[Records of labeled points]

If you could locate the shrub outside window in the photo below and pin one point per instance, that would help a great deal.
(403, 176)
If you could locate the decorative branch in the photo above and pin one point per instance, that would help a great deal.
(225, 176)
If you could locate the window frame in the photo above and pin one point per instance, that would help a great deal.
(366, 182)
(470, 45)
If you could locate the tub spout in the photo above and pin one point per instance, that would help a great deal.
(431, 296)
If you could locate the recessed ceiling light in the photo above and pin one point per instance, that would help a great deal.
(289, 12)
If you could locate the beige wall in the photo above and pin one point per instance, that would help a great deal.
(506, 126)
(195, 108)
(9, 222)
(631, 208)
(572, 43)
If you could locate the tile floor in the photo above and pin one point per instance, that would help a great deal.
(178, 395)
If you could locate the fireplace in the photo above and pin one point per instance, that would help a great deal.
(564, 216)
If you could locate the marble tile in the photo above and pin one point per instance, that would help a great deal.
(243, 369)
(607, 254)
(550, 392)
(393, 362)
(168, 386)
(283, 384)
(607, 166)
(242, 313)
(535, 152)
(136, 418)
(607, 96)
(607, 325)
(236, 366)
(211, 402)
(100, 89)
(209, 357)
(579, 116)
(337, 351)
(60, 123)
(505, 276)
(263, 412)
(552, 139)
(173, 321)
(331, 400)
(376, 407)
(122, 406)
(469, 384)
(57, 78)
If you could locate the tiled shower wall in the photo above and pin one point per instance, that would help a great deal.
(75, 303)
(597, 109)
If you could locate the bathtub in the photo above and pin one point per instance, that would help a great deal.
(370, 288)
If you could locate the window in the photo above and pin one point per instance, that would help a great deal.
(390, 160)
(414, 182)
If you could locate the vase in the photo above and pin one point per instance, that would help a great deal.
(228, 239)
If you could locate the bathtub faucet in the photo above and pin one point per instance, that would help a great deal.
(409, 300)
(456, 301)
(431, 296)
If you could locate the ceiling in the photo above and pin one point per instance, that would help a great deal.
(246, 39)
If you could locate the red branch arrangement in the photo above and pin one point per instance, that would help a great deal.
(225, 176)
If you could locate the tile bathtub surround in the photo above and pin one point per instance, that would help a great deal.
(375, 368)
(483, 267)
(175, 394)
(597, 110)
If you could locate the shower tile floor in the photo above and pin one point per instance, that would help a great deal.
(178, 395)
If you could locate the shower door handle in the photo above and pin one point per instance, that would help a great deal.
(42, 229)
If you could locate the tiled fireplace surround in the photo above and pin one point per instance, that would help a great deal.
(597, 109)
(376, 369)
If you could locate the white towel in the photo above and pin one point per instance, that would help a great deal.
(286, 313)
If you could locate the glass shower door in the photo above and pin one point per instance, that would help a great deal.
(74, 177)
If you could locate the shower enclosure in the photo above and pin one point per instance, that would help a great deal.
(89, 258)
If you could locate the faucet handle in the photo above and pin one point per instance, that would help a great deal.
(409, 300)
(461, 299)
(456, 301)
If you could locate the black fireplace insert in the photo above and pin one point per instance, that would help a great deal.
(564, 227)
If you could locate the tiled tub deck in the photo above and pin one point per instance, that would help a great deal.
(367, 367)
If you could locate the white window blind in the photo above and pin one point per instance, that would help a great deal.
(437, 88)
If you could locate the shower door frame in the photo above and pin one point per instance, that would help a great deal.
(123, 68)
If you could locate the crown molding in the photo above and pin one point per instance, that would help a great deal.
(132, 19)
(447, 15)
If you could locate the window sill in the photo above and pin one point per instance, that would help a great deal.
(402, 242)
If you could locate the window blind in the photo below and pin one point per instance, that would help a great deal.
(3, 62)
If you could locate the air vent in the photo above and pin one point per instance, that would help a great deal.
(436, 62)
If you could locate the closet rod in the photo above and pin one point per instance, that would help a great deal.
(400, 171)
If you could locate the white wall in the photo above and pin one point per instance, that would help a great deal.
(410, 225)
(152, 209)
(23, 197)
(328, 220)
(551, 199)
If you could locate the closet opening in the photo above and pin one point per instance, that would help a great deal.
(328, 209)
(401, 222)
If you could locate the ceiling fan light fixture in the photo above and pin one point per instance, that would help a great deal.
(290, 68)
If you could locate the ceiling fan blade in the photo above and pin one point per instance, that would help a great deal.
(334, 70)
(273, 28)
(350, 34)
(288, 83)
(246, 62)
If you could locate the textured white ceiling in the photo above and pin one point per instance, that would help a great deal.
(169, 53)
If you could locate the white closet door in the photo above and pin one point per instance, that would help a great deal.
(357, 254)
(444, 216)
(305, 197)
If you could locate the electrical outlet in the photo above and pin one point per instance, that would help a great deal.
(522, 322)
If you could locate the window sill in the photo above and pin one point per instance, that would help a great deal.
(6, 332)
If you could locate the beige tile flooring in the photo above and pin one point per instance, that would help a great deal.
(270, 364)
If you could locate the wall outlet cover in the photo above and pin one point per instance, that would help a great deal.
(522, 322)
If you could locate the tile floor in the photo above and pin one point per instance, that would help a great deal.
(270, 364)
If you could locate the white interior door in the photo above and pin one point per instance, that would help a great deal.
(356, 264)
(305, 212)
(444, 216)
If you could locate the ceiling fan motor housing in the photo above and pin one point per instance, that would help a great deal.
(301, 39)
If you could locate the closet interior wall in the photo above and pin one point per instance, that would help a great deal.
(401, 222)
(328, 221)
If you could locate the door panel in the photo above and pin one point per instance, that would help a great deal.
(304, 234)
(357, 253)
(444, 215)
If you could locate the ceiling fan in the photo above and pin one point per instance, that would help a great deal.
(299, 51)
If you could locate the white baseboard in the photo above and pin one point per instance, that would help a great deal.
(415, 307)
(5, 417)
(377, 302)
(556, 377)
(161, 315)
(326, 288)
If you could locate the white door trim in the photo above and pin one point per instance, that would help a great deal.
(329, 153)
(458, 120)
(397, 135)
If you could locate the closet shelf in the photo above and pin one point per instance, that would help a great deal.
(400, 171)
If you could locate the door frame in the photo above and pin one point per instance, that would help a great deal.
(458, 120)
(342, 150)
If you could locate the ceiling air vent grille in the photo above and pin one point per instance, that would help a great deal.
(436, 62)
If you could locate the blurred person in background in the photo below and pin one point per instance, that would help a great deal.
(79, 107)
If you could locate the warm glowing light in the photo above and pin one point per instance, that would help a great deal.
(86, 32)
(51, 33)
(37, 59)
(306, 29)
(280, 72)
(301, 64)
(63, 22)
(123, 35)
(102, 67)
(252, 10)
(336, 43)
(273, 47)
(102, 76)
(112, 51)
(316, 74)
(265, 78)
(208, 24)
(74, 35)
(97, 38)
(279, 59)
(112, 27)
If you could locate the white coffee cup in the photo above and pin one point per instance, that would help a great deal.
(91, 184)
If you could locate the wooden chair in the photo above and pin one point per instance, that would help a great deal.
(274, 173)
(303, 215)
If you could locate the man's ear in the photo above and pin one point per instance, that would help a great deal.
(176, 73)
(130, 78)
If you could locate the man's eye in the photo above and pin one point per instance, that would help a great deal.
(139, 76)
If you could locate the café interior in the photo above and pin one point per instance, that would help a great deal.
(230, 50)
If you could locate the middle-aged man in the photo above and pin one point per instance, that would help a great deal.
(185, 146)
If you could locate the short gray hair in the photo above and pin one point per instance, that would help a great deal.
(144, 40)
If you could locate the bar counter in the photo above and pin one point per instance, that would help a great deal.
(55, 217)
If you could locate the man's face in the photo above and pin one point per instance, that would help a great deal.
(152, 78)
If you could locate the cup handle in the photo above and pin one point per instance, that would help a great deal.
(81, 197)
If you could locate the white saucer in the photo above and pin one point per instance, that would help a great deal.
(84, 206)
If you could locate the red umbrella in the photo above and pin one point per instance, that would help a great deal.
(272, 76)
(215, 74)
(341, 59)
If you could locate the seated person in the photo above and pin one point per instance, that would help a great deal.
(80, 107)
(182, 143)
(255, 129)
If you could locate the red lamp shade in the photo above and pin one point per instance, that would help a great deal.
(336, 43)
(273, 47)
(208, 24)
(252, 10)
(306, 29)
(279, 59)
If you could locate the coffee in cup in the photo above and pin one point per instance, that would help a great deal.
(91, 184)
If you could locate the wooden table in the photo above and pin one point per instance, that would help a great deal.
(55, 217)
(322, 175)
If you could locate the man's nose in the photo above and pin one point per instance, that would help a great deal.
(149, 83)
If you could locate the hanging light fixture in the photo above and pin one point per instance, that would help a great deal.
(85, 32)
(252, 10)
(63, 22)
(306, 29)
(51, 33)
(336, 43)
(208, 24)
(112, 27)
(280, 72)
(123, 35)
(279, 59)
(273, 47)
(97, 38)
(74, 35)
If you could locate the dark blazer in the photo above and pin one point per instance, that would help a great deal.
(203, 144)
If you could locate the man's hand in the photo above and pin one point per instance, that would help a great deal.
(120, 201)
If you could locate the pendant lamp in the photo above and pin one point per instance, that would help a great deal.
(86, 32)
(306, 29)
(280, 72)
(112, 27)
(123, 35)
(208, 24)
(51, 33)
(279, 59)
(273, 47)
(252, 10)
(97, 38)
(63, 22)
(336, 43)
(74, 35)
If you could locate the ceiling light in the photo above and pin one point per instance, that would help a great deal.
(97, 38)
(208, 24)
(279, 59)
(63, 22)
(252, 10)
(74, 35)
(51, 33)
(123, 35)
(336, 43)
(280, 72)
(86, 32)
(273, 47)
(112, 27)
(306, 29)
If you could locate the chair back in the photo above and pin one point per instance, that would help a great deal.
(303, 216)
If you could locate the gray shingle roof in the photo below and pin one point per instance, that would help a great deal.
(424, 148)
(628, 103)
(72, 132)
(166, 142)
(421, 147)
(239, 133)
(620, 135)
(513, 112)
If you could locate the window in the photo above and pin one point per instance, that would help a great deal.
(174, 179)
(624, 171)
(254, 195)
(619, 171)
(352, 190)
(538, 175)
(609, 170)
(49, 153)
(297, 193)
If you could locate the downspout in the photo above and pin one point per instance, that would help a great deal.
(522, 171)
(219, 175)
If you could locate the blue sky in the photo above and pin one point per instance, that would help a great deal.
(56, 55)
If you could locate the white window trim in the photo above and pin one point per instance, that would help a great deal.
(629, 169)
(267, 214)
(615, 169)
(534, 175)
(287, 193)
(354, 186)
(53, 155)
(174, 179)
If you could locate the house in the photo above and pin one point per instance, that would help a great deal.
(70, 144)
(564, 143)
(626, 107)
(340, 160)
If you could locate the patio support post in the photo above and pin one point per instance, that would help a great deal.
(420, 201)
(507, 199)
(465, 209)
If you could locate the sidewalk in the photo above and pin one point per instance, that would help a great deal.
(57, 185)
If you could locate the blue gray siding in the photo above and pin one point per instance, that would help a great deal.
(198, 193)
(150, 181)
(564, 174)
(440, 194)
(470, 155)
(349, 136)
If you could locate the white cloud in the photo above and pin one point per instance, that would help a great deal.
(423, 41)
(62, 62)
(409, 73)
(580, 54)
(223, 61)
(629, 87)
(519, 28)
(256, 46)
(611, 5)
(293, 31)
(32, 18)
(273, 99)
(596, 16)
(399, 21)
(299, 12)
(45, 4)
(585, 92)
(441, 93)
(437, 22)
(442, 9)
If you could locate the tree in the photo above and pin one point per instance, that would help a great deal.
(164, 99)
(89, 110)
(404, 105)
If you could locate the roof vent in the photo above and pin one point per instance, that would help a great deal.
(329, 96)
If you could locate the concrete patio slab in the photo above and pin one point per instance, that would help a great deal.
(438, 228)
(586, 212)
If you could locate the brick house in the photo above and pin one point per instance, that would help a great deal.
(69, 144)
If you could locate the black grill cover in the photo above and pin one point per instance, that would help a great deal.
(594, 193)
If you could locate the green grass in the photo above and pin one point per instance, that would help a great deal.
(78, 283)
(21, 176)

:: What is expected ::
Reproduce word for word the entries from the line containing "If you could locate the white cloud" through the last line of the entries.

:: Response to this exercise ::
If you could locate the white cloud in the photo above and pin one point per instance, that would help a great deal.
(423, 41)
(62, 62)
(409, 73)
(580, 54)
(223, 61)
(629, 87)
(519, 28)
(256, 46)
(611, 5)
(293, 31)
(32, 18)
(273, 99)
(596, 16)
(399, 21)
(299, 12)
(45, 4)
(585, 92)
(441, 93)
(437, 22)
(442, 9)
If you could locate the tree in the photo above and pin one point per instance, that would help a great deal.
(164, 99)
(89, 110)
(404, 105)
If you could locate the roof vent in the photo above and pin one point per instance, that would help a great deal.
(329, 96)
If you could locate the concrete patio slab in the photo above and pin one point per instance, that would help a great deal.
(438, 228)
(586, 212)
If you could locate the brick house in the photo above and pin one point per instance, that would help a great deal.
(69, 144)
If you could locate the black grill cover in the photo above and pin one point per instance, that would help a great deal.
(594, 193)
If you could locate the green grass in the photo above and pin one point per instance, that would help a great deal.
(78, 283)
(21, 176)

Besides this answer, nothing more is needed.